Dataset records about object locations:
:::
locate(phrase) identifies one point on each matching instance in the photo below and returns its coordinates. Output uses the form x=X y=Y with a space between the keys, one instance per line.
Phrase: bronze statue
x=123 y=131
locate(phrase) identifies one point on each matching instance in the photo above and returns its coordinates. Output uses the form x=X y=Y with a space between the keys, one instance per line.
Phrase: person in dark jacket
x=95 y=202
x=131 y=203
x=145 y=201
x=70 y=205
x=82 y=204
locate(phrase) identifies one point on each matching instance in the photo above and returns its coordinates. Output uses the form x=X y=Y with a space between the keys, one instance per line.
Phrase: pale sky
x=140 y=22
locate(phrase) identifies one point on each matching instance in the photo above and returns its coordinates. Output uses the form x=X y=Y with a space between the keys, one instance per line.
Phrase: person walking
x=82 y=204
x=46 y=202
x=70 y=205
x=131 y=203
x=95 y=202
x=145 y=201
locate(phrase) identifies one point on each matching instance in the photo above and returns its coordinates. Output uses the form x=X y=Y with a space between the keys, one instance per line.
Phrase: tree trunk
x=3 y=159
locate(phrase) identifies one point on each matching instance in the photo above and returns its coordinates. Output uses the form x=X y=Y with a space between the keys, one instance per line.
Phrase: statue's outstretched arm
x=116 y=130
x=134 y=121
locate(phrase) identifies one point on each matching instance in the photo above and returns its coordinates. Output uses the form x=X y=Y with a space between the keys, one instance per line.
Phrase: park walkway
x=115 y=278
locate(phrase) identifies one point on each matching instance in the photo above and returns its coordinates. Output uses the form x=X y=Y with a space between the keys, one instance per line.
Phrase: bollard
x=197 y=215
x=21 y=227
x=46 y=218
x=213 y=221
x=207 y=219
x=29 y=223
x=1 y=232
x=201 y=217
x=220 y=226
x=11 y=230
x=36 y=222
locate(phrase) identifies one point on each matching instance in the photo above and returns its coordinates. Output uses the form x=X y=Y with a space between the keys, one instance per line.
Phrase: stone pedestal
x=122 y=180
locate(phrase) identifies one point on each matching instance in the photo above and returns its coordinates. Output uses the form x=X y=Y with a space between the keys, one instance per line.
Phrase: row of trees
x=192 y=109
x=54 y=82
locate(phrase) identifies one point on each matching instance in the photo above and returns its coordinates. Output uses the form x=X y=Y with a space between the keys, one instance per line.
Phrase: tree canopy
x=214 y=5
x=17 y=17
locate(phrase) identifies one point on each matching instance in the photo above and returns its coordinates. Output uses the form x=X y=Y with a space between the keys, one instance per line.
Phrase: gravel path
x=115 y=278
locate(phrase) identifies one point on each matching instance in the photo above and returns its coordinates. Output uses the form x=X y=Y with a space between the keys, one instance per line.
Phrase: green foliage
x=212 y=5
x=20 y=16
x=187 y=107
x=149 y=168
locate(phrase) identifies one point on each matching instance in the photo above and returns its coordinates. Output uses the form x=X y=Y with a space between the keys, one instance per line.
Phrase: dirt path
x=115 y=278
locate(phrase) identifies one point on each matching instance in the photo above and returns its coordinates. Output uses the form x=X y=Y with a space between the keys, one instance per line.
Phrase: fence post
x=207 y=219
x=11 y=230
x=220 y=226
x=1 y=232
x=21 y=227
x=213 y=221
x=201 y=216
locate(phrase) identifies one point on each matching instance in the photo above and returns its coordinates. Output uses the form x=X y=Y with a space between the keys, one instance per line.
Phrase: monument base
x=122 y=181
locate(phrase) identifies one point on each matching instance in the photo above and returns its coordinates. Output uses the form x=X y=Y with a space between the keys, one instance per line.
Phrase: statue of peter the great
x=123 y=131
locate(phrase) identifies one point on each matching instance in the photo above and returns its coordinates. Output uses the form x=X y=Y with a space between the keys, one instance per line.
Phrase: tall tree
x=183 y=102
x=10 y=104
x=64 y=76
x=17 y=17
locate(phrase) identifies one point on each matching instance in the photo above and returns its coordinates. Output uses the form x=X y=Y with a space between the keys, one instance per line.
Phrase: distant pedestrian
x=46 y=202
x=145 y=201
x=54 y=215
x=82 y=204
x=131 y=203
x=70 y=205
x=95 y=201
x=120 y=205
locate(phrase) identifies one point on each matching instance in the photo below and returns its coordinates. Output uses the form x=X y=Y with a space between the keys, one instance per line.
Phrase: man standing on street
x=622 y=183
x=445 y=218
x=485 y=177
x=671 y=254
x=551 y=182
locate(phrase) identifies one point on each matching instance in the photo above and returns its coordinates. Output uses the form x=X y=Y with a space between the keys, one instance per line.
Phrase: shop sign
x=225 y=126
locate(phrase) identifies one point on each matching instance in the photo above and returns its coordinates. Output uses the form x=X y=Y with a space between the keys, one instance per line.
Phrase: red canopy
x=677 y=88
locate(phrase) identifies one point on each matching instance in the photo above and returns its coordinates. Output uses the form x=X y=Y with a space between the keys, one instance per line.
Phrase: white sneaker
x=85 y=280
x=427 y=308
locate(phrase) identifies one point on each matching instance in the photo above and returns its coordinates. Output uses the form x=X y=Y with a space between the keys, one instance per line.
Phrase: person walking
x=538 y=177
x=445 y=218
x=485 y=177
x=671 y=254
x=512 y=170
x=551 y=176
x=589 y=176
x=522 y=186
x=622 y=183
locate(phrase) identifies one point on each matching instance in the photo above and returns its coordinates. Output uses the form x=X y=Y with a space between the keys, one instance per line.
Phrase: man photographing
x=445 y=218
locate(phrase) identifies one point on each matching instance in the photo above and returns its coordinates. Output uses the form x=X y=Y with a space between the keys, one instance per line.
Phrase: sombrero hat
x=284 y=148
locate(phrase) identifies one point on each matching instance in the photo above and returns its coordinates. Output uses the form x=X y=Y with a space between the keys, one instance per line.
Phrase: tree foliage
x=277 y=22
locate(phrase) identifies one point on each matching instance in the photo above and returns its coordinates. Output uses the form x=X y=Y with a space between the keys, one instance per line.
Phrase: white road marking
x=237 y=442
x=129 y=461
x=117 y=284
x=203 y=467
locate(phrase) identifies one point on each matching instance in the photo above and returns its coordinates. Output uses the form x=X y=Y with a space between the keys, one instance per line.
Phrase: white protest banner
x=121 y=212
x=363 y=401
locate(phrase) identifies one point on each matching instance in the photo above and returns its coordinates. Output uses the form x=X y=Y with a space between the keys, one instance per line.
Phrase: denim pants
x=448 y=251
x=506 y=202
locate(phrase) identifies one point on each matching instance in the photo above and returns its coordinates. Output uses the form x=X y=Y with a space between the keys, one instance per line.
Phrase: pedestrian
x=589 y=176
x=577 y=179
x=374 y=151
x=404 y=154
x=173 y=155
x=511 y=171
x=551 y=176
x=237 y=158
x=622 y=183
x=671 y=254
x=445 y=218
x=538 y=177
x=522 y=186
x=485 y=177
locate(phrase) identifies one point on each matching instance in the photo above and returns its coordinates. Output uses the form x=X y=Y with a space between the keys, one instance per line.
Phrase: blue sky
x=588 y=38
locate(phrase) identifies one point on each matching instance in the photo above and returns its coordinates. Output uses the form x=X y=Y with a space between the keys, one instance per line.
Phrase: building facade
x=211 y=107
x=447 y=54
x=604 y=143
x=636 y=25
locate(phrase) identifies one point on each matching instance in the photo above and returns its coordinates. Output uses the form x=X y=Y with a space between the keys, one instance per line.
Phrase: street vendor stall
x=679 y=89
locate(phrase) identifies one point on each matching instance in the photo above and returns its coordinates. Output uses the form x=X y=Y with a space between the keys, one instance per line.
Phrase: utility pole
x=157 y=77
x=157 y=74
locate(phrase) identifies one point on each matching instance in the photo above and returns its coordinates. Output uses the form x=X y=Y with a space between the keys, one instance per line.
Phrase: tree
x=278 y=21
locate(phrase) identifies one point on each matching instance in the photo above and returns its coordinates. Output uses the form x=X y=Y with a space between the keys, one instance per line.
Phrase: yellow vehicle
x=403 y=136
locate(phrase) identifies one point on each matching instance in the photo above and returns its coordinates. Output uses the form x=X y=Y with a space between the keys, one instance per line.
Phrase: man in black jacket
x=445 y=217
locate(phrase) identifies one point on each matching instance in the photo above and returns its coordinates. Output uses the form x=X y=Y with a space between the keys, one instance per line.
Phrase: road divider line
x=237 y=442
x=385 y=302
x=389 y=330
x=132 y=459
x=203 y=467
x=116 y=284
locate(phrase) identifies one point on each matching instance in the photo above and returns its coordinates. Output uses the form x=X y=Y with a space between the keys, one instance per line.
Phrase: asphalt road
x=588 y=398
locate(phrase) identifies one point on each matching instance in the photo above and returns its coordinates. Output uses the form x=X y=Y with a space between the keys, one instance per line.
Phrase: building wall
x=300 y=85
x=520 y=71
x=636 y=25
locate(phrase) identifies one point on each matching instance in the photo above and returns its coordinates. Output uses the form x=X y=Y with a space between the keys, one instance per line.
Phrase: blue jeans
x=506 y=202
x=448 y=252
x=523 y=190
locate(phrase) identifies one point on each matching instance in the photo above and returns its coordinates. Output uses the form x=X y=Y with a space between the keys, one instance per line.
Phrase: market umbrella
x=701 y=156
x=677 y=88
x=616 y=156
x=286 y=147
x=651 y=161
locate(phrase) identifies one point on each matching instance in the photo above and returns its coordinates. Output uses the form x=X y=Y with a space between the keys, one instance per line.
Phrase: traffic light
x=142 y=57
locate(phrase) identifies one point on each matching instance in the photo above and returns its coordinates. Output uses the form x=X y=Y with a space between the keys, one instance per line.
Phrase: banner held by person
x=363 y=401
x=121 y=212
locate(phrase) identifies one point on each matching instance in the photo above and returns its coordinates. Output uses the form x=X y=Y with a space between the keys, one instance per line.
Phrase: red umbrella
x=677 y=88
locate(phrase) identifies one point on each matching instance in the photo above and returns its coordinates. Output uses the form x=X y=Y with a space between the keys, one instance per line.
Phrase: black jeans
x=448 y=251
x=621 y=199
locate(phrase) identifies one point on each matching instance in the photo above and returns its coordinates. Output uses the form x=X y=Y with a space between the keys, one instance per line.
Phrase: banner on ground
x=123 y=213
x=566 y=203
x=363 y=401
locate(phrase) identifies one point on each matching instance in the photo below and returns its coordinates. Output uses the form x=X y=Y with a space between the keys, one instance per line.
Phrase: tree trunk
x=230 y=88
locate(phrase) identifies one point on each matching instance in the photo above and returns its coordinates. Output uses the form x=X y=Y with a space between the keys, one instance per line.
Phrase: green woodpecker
:::
» **Your objective**:
Select every line in the records above that contains the string "umbrella" and copy each one out.

» **Solution to the problem**:
Phrase: market umbrella
Phrase: red umbrella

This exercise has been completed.